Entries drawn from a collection
========================================================================
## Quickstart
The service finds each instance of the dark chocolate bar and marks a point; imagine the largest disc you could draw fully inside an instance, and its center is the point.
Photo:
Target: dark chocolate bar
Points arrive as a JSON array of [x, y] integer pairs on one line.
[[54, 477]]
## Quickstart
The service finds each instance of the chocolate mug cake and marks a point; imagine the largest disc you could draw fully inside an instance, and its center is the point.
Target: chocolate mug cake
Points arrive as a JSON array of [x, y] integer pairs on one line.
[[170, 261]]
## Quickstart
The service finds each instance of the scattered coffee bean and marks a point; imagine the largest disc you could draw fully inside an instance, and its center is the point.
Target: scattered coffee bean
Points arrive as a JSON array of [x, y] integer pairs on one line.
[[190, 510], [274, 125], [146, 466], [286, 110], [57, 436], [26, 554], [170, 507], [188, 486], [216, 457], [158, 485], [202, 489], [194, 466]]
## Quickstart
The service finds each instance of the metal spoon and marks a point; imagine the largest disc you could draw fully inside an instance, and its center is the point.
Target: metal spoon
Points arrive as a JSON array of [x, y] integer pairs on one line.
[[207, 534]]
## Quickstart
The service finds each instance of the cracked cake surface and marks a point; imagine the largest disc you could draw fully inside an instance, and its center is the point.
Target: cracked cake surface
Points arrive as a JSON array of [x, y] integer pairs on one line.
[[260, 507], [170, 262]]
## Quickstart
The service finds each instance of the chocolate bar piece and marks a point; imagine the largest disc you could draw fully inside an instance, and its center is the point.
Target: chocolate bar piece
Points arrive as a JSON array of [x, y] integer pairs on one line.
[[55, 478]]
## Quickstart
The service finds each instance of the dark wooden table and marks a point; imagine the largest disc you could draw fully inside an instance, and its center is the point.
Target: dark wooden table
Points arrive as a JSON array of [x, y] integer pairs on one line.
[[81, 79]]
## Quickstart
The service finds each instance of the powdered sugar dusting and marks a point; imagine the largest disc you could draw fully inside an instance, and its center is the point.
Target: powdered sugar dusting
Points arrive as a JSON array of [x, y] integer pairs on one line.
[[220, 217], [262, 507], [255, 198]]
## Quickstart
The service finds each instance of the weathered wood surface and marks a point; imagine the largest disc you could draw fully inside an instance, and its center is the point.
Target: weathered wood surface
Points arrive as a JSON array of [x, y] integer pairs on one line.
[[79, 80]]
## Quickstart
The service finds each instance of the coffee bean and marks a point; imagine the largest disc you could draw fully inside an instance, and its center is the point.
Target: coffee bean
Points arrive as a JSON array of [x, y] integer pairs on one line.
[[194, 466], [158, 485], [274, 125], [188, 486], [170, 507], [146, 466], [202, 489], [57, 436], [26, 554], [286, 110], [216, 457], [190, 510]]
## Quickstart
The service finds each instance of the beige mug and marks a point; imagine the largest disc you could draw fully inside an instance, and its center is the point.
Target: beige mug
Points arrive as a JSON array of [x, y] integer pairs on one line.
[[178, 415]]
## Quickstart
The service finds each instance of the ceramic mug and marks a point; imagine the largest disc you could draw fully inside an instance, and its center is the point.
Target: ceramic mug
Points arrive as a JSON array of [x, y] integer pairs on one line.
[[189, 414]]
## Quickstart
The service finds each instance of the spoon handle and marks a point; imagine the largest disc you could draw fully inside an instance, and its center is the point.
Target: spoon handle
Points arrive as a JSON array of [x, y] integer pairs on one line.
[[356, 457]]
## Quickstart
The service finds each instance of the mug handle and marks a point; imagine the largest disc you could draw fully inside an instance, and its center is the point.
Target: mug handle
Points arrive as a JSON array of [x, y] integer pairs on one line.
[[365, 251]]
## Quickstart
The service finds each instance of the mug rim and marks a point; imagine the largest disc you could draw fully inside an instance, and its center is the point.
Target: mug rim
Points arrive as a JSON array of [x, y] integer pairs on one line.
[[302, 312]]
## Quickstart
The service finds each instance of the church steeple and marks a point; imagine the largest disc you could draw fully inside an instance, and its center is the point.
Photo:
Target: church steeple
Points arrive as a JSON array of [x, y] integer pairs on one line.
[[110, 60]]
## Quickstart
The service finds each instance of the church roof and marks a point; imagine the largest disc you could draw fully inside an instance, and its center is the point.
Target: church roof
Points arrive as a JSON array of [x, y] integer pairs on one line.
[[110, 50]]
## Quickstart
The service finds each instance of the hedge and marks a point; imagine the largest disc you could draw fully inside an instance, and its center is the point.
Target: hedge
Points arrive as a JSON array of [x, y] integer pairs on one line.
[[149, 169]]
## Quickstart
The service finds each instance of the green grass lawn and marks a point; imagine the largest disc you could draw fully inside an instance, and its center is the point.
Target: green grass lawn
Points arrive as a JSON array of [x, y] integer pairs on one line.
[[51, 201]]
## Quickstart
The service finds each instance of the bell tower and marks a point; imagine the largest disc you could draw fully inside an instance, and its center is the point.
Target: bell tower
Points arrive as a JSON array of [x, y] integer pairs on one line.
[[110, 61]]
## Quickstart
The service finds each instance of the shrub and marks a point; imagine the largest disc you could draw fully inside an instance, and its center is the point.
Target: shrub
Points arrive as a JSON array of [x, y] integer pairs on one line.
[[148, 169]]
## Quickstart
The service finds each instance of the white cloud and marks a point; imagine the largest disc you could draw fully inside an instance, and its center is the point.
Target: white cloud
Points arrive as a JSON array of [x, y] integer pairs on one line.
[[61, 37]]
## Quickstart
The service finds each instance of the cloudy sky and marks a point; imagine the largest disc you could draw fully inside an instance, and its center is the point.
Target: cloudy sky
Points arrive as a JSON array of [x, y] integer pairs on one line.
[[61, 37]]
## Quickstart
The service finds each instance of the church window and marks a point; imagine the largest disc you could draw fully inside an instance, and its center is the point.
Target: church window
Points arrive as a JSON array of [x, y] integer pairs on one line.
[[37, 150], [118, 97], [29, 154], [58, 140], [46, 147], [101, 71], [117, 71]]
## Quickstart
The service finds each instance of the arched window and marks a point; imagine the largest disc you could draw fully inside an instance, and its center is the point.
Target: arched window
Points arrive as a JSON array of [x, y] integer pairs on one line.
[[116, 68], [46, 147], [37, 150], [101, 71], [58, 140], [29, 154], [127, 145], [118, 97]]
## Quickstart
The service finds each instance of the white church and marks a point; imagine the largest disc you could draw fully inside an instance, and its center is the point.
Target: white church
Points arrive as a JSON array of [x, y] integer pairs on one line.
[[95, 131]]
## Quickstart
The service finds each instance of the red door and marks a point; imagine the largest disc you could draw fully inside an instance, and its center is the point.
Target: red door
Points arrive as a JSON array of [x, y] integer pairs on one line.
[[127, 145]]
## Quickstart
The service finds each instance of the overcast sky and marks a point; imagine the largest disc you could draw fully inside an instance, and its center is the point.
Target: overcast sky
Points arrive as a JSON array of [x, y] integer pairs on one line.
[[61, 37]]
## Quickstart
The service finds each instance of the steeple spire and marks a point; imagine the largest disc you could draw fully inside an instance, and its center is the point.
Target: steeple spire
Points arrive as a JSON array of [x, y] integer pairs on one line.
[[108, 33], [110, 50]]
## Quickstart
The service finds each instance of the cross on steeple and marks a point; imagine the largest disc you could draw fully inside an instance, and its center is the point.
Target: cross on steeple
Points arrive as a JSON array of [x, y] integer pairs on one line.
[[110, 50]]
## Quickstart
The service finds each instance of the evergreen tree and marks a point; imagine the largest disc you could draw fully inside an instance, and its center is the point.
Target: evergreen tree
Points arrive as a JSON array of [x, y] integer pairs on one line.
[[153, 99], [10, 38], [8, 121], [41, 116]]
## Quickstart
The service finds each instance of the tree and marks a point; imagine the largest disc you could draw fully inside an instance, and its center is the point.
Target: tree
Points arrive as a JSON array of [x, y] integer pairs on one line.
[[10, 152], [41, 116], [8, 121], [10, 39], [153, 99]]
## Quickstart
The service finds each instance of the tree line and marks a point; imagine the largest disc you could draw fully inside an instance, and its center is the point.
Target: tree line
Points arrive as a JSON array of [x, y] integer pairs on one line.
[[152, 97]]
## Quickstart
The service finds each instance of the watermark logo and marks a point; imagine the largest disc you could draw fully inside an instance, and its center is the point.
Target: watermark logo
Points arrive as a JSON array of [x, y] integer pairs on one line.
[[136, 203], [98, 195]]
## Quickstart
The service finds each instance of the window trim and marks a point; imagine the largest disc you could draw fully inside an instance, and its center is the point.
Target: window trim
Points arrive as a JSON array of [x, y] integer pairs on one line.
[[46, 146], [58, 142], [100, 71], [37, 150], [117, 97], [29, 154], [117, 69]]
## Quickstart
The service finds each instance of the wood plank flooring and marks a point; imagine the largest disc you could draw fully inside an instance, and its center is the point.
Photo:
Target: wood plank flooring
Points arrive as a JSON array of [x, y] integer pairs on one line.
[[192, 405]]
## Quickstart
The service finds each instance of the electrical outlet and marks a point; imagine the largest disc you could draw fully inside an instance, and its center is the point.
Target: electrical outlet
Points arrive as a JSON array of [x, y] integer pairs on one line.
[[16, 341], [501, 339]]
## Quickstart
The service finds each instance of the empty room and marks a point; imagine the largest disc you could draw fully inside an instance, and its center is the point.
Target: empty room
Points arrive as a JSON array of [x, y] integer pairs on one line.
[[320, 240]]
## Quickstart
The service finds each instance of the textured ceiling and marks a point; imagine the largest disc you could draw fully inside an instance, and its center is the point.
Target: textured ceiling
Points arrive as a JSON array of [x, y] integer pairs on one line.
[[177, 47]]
========================================================================
What you need to do ::
Gather every line of the material above that holds the word "church" and list those lines.

Output for this exercise ::
The service finds each instance of the church steeple and marks a point; imagine the largest disc you could draw fully inside an instance, and its center is the point.
Target: church steeple
The service finds each instance of the church roof and marks a point; imagine the largest disc you could draw fully inside an instance, and its center is the point.
Target: church roof
The service finds each instance of the church window and marks a point; imagine the largest disc you could draw fully inside an instance, and its center is the point.
Target: church window
The service finds each instance of the white church and marks a point; imagine the largest disc you could draw fully inside an instance, and its center is the point.
Target: white church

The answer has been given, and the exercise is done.